# Task data:
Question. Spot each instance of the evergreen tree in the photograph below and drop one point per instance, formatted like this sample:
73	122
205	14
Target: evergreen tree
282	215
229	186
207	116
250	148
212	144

# To be done:
Update the lines above by swapping every occurrence of "evergreen tree" for "conifer" and keeping everything else the same.

# Written solution:
Question. Spot each instance of the conifer in the photograph below and drop one point per instance, formatted like this sample:
73	122
205	14
Target: conifer
282	215
229	186
207	116
250	148
212	144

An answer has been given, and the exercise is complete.